YOUR OBJECTIVE: Resume the post below about the mdb ldap database that grew in size, picking up right after its final sentence.

* BEGIN TEXT SECTION *

So after updating our dev ldap environment to use mdb, and slapadd'ing a fresh copy from our production environment into it, the database was using 828M:
Environment Info Map address: (nil) Map size: 2147483648 Page size: 4096 Max pages: 524288 Number of pages used: 211612 Last transaction ID: 1333 Max readers: 126 Number of readers used: 6 Status of Main DB Tree depth: 1 Branch pages: 0 Leaf pages: 1 Overflow pages: 0 Entries: 29
I then proceeded to run a test load on it (basically, I had a script I put together when I added the memberof overlay that ripped through all of our groups, removing and then re-adding all members). After this test run, the use jumped to 1.9G:
Environment Info Map address: (nil) Map size: 2147483648 Page size: 4096 Max pages: 524288 Number of pages used: 479536 Last transaction ID: 1075380 Max readers: 126 Number of readers used: 11 Status of Main DB Tree depth: 1 Branch pages: 0 Leaf pages: 1 Overflow pages: 0 Entries: 29
There is no new data in the database, all that happened was existing data was removed and then re-added. Is this drastic increase in space utilization expected in such a scenario? I bumped the max size from 2G to 4G and am rerunning the same script to see what happens.

* END TEXT SECTION *
* BEGIN EXTRACTED DATA *

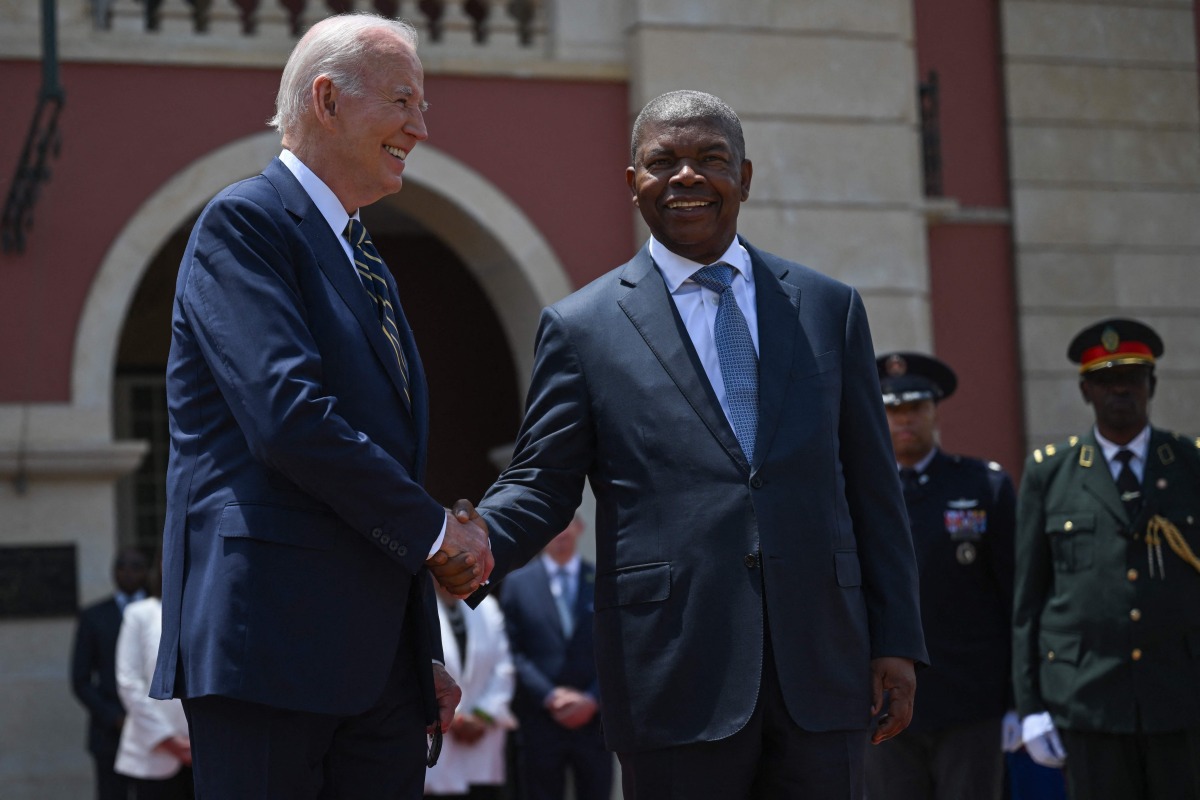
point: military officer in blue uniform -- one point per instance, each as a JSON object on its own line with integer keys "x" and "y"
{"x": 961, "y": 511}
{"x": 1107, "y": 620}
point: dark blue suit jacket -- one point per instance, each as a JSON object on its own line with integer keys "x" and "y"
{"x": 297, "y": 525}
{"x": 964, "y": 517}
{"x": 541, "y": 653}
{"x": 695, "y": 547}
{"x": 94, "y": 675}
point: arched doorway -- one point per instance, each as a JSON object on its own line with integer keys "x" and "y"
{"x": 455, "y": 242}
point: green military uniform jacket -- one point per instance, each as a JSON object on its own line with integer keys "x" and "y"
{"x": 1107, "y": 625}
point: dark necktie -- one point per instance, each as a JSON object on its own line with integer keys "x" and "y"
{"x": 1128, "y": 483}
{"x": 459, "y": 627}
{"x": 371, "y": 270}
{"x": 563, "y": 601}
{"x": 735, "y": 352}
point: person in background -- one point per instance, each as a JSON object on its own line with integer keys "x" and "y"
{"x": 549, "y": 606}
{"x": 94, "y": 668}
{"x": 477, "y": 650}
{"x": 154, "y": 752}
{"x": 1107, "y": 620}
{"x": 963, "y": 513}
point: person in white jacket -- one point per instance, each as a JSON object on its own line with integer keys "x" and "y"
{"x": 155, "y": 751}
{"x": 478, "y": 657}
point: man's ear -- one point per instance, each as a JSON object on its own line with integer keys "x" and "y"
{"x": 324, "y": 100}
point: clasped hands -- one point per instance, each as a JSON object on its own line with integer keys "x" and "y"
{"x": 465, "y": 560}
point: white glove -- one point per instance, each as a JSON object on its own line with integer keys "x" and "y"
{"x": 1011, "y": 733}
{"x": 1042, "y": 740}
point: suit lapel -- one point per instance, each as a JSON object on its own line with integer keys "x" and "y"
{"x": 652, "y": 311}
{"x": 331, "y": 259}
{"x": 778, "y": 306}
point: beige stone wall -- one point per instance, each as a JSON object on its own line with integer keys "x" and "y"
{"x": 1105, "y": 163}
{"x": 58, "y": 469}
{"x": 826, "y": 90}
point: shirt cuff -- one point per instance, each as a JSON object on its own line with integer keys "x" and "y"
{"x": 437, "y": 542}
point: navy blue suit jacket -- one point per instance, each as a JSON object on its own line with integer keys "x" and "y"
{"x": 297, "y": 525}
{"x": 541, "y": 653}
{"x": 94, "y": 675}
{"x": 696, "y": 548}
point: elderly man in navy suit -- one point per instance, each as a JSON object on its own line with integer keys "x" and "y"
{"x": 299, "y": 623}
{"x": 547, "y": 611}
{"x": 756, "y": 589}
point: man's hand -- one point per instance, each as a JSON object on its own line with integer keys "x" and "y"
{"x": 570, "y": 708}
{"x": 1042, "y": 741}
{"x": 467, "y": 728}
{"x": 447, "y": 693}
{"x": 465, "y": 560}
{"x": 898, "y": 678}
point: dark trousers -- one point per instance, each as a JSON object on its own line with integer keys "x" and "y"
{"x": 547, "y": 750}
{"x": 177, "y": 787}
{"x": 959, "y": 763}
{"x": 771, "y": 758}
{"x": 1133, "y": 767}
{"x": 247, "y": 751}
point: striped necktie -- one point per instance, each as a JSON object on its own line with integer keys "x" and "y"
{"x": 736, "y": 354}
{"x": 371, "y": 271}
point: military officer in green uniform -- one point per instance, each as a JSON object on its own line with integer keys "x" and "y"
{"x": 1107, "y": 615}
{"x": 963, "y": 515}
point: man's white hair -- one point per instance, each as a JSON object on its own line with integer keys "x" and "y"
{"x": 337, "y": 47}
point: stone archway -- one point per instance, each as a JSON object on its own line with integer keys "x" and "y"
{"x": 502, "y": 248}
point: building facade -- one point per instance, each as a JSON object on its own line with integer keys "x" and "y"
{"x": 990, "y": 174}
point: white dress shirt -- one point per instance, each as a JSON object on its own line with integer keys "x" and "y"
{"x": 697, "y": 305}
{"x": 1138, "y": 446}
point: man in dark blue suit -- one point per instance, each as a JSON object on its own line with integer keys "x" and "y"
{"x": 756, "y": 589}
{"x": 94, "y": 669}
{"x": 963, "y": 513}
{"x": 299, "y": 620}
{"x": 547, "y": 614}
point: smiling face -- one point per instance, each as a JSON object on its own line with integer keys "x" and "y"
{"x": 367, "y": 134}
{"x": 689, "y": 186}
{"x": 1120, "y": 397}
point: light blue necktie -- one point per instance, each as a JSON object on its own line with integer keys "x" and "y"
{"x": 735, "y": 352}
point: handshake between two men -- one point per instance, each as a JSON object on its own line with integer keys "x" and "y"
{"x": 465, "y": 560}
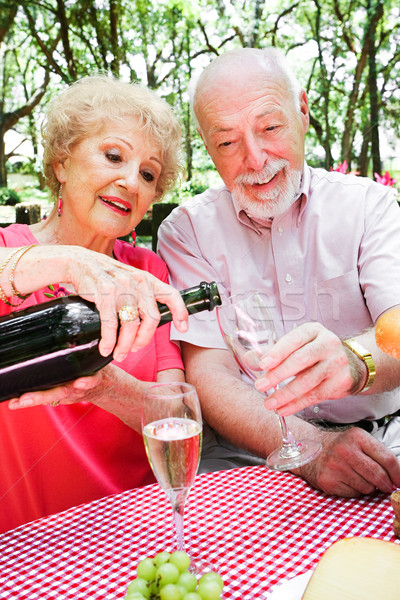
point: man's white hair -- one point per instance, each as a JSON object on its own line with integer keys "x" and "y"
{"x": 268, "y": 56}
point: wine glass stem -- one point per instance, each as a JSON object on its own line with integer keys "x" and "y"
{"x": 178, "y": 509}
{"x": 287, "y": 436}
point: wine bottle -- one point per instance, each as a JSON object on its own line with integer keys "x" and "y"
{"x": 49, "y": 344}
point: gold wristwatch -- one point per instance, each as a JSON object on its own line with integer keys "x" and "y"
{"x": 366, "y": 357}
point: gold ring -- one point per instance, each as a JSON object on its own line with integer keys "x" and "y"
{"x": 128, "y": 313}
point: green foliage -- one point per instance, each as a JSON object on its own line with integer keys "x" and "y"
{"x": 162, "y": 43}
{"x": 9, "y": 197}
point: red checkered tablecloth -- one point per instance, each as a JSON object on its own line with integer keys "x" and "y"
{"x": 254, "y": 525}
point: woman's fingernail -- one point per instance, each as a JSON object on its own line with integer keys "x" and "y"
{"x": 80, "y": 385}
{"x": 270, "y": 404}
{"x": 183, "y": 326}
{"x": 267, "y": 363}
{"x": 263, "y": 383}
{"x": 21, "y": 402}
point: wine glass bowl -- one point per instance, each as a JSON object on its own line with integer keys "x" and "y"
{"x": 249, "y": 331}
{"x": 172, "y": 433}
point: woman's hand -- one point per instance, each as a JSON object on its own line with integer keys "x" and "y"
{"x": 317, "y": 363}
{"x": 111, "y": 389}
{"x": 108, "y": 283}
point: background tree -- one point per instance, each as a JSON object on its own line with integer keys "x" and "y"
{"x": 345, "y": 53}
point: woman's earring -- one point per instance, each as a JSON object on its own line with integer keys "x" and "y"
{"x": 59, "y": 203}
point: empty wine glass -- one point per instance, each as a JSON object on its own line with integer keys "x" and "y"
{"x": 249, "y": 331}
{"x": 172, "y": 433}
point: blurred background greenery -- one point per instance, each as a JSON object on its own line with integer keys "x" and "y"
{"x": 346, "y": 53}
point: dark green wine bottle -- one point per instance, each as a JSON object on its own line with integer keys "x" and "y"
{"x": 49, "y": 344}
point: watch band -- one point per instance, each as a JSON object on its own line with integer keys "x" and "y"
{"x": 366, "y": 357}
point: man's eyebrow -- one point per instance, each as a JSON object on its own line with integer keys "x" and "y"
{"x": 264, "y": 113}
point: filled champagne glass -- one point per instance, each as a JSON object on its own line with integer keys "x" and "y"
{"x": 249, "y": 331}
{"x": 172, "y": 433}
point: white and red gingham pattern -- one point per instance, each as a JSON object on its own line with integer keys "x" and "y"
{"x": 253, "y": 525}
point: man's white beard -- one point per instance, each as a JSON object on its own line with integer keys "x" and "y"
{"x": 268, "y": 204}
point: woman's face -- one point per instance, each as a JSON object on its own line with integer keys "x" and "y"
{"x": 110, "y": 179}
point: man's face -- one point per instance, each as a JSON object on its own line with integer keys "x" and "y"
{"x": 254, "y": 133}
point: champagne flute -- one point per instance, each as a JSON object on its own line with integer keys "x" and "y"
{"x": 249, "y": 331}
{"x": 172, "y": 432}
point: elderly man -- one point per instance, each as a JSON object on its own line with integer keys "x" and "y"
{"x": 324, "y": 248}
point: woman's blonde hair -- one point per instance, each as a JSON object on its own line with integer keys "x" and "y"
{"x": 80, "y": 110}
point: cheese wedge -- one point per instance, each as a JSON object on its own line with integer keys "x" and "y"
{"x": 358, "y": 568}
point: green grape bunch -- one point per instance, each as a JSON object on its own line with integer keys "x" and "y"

* END EXTRACTED DATA *
* BEGIN EXTRACTED DATA *

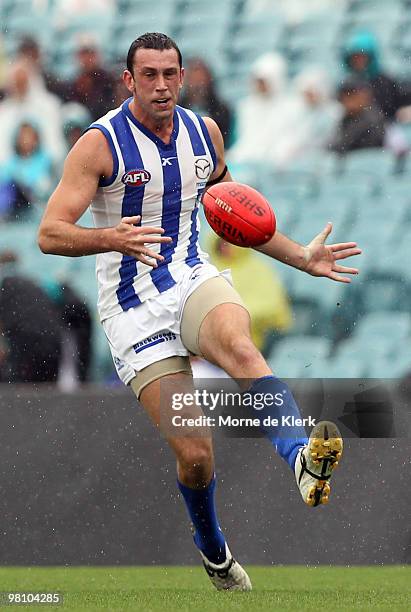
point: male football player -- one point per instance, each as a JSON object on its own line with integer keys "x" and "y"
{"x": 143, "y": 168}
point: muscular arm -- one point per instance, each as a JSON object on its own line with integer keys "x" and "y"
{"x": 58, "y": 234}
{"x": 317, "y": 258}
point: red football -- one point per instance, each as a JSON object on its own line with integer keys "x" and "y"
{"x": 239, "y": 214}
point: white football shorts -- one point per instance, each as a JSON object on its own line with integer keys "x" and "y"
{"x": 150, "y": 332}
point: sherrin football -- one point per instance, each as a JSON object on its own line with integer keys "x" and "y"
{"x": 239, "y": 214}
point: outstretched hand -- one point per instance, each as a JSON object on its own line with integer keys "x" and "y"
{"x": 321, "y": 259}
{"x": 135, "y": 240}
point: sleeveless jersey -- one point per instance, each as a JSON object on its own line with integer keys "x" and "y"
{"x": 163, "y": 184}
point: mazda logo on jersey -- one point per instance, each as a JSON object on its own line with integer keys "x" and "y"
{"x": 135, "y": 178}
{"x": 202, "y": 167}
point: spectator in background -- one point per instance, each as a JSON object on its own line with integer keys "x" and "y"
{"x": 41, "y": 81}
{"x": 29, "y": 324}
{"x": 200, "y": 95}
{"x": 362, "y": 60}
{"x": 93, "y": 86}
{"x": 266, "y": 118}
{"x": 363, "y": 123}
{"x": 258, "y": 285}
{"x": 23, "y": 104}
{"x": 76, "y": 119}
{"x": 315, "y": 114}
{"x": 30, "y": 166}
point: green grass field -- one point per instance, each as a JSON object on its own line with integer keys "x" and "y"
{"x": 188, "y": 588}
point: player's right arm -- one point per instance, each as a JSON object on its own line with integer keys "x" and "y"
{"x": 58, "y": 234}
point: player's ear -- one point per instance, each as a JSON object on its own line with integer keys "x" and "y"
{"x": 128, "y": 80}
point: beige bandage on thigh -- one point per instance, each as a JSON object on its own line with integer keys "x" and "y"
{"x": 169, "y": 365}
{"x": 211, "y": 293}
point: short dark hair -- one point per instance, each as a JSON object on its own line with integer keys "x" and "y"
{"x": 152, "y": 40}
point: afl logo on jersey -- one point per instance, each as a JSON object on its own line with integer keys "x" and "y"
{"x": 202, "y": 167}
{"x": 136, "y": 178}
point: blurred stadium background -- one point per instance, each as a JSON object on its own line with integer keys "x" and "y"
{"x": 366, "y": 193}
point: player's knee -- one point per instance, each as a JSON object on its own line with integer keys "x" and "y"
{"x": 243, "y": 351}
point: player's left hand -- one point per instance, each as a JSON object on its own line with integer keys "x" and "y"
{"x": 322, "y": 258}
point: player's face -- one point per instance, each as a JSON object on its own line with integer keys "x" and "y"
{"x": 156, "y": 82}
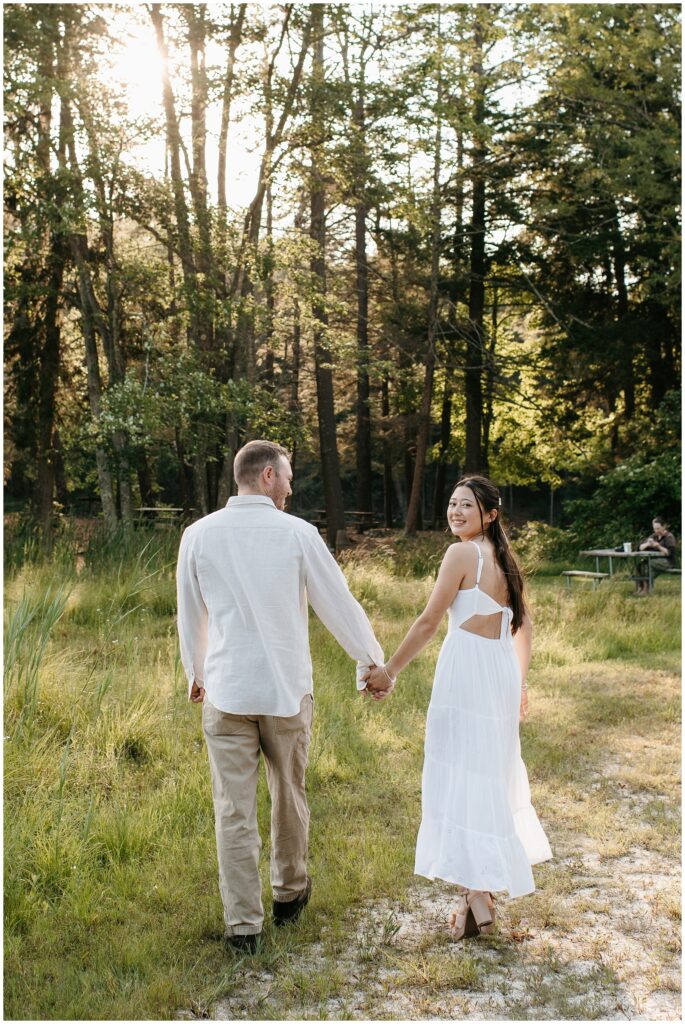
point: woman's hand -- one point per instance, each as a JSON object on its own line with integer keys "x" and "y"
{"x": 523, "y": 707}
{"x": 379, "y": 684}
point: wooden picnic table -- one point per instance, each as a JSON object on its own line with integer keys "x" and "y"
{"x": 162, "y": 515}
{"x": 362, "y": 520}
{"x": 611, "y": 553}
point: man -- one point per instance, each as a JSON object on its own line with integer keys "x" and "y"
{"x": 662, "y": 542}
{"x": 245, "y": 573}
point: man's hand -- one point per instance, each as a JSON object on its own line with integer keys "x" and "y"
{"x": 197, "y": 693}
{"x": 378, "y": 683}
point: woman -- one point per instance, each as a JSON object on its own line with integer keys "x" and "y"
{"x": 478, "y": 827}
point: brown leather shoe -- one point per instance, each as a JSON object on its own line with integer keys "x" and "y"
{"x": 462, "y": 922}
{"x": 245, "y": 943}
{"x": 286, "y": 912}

* END EXTRACTED DATA *
* BEGIN EXTRACTED DATA *

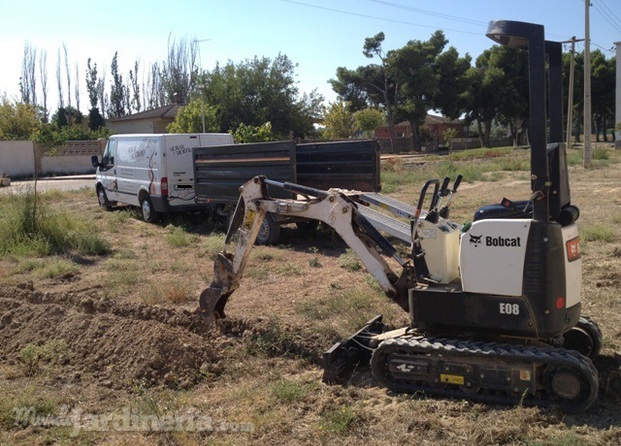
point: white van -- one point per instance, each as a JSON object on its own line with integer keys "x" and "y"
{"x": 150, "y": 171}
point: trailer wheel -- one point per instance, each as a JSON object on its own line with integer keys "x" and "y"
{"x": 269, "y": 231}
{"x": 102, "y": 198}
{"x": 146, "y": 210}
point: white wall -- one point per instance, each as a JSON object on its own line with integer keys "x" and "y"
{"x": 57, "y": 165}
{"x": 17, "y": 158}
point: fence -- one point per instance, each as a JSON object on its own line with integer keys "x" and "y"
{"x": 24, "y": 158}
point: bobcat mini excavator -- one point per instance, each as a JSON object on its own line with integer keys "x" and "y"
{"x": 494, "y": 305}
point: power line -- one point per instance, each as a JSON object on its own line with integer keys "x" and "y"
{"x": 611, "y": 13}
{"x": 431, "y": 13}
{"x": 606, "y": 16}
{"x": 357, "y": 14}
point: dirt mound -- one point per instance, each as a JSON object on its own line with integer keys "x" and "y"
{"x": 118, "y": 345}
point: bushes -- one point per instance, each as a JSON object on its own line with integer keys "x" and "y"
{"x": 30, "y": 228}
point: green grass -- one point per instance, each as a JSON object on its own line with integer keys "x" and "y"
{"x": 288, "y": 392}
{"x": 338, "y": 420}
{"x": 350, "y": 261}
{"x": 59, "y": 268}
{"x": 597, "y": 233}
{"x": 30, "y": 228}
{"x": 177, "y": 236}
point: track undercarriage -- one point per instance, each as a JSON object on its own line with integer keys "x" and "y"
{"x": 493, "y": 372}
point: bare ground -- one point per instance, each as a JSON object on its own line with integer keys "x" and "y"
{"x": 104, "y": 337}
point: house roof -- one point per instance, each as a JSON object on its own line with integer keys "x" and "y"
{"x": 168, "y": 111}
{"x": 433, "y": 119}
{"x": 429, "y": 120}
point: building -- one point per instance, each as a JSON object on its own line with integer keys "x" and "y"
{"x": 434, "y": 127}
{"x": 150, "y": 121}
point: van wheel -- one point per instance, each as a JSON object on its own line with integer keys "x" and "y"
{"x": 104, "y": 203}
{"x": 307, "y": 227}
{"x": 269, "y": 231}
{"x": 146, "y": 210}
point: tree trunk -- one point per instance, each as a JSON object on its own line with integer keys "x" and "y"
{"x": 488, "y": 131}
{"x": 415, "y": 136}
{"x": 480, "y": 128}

* END EXTRACTED DATA *

OUTPUT OF THE EXERCISE:
Is there any heuristic for how mdb will grow over time, based on the initial size from a fresh slapadd? I plan to set a fairly large maxsize, and also monitor it with munin to keep track of any unexpected growth, but I am curious if it is going to reach a steady-state size or continue growing over time. I would expect growth as additional entries were added, and possibly some growth from overhead when things were changed, but not necessarily such a big jump in size.
Thanks.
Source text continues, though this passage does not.